**Task directions**
Resume the passage on garden microbes and substrate management, picking up right after its last sentence.

-- Provided passage follows --

Meet the Bad Guys: Harmful Mircrobes
Who are the bad guys you are likely to come across in the garden?
- Pythium describes a large number of fungi that cause root rot. Infected roots will look brown rather than have that nice, bright beige of a healthy root. Pythium is a moist-soil inhabitant. It doesn’t require much oxygen to thrive, so a well-oxygenated system will help keep these guys at bay.
- Phytophthora are aggressive mold and plant pathogens that will keep plants from getting the nutrients is needs.
- Fusarium oxysporum is a common fungus found primarily in soil that can cause plants to wilt, hence the term fusarium wilt. Certain types of yellowing of the leaves (chlorosis) are also symptoms.
Microbes & Substrate Management
Microbes perform differently in different types of growing media, and their vigor will vary depending on parameters like pH and TDS levels, nutrient availability and temperatures, all of which vary according to the grow media being used. Controlling these aspects within your grow system is vital for success. Just adding microbes without managing your culture is asking for disappointment. Be sure to research the grow media you’ve chosen to determine best practices for managing the good and bad bacteria.
A culture medium, which is a solid or gas designed to support the growth of micro-organisms or cells, is used to feed the microbes and keep them in healthy concentrations. Aim to create a culture that enables the beneficial microbes and discourages the malevolent ones. Nutrient broths can be important in developing a living soil. The wrong media or even an empty media will threaten the existence of the vigor you are hoping to achieve with your crop. Again, chat with the staff at the hydro shop or consult the expert growers in your life for more advice on culture media and how they interact with your selected grow medium.

-- Provided passage concluded --
-- Study material follows --

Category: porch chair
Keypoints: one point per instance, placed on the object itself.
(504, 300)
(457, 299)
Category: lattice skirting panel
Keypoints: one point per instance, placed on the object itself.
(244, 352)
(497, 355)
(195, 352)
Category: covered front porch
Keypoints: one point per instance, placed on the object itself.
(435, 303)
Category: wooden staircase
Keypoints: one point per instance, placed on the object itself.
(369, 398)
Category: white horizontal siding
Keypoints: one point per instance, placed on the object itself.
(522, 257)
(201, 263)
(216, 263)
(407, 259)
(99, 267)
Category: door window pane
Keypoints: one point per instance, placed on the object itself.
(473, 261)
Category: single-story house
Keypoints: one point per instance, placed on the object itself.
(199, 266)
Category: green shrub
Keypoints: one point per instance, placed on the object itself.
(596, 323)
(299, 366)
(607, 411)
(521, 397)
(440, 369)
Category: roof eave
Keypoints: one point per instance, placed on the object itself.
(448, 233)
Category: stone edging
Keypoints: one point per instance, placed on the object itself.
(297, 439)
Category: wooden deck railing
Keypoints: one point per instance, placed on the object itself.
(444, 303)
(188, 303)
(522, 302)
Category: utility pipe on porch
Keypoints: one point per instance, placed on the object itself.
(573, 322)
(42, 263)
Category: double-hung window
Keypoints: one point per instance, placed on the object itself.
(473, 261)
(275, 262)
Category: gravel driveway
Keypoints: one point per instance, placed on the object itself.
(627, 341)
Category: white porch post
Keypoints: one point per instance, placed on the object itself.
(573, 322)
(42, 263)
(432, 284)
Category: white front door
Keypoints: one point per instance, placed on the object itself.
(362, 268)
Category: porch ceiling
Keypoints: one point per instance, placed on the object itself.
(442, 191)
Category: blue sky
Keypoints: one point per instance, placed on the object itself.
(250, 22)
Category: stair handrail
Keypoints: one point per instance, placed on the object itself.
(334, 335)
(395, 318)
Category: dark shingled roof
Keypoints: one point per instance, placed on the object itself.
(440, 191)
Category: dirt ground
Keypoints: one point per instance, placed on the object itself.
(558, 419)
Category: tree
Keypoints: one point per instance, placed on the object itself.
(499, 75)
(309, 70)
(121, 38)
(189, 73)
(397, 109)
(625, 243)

-- Study material concluded --

**Answer area**
Microbes & Organic Matter Management
For ultimate success, you can’t ignore the breakdown of organic matter in your system. As it decomposes, organic matter creates natural acids, which will impact the micro-organisms in the system. When pH levels swing wildly, this can indicate that a root disease may be present, as there is a high count of malevolent, sometimes anaerobic, bacteria present creating all this acid. This will generally be accompanied by a rotten odor. Spoiler alert: The organic material that’s decomposing is actually the root system of your plants. Pythium is often the culprit here. Rhizobacteria—the good guys—help bring the pH back down.
Beyond Endophytes: Plant Hormones
Plant hormones such as auxins and ethylene are not endophytes, but they are another important factor to consider when discussing micro-organisms in the garden. Auxins have a major role in the coordination of plant growth processes. Plant body and cell production depend on these hormones in helping to direct plant growth behavior, their reaction to the environment, and development of things like leaves and flowers.
Some auxins assist in the development of lateral roots, which in turn are key for better uptake of nutrients. Keeping ethylene levels low typically helps plant root growth, and many rhizobacteria contain an enzyme that has a key role in separating and isolating plant-produced ethylene and can help strengthen and improve plant vigor.
There are other classes of phytohormones that participate in providing similar benefits. Is it any wonder that we often encounter one plant doing well, while other plants, when given the same light/sun, water and nutrition, are failing? It all has to do with the interaction between microbes, plant hormones and the like.